(PASSAGE begins)

D.C. aims to boost ailing medical marijuana industry
The “gray” marijuana market in the District is out-competing the city’s regulated medical cannabis marketplace, according to council members who want to rescue dispensary businesses.
- Lawmakers unanimously approved measures that include declaring the week of 4/20 an annual medical marijuana sales tax holiday and allowing people aged 65 and over to temporarily self-attest to obtain a medical marijuana card.
Why it matters: The legislation comes amid a debate over whether to crack down on the “gray market,” where businesses sell goods such as fruit juice or art and provide marijuana as “gifts.”
- Since marijuana possession became legal in 2015, Congress has barred the city from moving further and enacting a legal sale-and-tax system for recreational pot.
- That limbo proliferated pop-up markets “gifting” marijuana and claiming to comply with the law. Police often disagree and have raided such shops.
D.C. Council Chair Phil Mendelson unsuccessfully pushed to punish such vendors late last year. He remains a top proponent of increasing civil penalties on pop-up markets.
- But stiffer penalties don’t appear to have wide council support.
- Some point out the pop-up markets provide a livelihood for many vendors and have gained popularity because their prices are lower. The medical market is taxed and has quality-control measures for cannabis.

(PASSAGE ends)

Carry on the article about D.C.'s medical marijuana industry from its last sentence.

(RECORDED DATA begins)

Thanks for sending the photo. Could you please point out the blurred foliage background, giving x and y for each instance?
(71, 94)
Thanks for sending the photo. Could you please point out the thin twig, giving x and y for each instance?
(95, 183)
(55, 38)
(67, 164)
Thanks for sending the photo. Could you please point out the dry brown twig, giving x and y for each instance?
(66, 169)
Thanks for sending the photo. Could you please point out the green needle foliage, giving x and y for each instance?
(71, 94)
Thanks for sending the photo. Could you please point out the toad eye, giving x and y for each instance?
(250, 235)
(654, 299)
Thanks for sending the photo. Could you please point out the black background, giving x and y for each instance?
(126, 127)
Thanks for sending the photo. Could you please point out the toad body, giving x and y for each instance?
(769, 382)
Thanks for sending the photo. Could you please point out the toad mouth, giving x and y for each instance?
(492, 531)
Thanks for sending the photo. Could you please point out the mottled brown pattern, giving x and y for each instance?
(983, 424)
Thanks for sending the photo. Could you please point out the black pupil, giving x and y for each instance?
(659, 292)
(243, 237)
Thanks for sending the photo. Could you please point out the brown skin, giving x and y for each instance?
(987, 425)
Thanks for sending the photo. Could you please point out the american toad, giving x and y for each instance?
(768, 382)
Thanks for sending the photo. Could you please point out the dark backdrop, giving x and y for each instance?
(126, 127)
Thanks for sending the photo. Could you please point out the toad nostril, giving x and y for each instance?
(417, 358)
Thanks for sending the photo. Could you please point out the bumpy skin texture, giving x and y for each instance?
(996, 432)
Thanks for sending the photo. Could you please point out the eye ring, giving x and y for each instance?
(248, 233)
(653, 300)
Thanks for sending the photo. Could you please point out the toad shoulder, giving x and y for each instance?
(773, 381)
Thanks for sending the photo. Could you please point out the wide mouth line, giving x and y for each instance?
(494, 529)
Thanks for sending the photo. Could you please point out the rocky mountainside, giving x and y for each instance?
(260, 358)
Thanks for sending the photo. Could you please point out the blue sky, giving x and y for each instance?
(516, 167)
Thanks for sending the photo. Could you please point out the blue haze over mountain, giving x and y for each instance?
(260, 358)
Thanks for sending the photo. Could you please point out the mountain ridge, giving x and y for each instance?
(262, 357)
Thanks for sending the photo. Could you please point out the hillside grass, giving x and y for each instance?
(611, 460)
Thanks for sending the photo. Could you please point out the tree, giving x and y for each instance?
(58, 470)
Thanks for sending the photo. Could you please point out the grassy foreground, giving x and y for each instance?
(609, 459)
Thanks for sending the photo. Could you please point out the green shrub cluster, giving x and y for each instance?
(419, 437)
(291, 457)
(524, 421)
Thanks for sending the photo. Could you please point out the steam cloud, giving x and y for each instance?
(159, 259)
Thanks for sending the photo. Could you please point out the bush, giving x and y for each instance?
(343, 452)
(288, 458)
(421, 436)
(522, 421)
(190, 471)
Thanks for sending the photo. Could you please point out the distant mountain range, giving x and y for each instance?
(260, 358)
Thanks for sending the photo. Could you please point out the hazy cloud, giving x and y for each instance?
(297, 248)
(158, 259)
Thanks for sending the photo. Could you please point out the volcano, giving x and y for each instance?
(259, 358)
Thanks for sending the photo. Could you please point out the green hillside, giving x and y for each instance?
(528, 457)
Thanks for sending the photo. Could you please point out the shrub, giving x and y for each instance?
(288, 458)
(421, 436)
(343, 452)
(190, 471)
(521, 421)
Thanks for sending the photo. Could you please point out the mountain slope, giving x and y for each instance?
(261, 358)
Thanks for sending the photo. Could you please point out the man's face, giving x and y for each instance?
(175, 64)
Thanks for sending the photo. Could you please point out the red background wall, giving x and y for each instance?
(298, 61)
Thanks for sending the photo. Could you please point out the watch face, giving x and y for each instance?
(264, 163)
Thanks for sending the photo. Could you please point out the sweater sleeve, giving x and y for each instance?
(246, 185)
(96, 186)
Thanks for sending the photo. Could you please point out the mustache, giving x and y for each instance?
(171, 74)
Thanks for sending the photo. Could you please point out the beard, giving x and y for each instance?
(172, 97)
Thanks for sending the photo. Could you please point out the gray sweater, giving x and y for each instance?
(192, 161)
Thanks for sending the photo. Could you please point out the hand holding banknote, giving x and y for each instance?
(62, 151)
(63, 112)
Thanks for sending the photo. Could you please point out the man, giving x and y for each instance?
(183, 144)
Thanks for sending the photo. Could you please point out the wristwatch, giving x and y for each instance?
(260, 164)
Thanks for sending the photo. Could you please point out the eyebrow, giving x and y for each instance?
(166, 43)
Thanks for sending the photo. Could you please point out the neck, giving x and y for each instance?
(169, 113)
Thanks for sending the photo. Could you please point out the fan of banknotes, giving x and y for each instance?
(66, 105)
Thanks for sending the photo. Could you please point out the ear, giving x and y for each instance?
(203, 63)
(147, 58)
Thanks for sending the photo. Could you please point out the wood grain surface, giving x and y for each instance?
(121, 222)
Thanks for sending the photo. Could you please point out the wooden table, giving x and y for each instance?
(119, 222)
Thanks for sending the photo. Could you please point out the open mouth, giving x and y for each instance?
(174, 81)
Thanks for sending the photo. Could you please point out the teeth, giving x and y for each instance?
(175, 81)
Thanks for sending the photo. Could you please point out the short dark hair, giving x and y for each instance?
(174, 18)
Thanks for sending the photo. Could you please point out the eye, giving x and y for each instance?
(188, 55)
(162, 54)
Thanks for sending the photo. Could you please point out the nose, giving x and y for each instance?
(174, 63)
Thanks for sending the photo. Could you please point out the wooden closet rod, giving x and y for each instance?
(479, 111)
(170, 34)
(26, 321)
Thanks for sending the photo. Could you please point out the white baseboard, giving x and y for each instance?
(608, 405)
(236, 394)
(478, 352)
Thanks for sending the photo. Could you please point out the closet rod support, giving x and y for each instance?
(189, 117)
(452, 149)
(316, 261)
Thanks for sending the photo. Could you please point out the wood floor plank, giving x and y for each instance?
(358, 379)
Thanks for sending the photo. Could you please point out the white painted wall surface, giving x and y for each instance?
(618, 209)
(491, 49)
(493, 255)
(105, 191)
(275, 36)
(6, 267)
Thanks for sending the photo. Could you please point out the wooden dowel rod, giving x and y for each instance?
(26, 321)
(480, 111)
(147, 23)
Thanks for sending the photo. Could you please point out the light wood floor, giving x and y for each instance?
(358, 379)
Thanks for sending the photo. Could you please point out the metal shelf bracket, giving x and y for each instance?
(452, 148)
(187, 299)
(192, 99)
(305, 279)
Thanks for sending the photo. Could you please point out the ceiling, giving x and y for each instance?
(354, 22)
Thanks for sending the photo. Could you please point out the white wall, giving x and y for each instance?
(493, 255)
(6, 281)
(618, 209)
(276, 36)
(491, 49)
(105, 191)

(RECORDED DATA ends)

#### EXERCISE RESULT
Between the lines: Shoring up the medical marijuana industry also aims at laying the groundwork for an expanded home-grown, legal cannabis market.
- Once the District gains the authority to legalize recreational sales, officials want local businesses to be ready.
- “The way things are going right now, the black market could run the legitimate businesses out of business, and then they won’t be there to step into the recreational field,” Mendelson told Axios.
- Out-of-state enterprises are “lurking on the borders to come in,” he added.
What’s next: Spokesperson Lindsey Walton says Mendelson will likely submit a future proposal that anyone 21 and over be able to self-attest that they qualify for medical marijuana.
- That would effectively expand the District’s legal marijuana market, allowing most adults to obtain a medical card without needing a doctor’s note.
- Under the bill that passed, senior citizens would be able to self-attest for their medical card until September 30, 2022.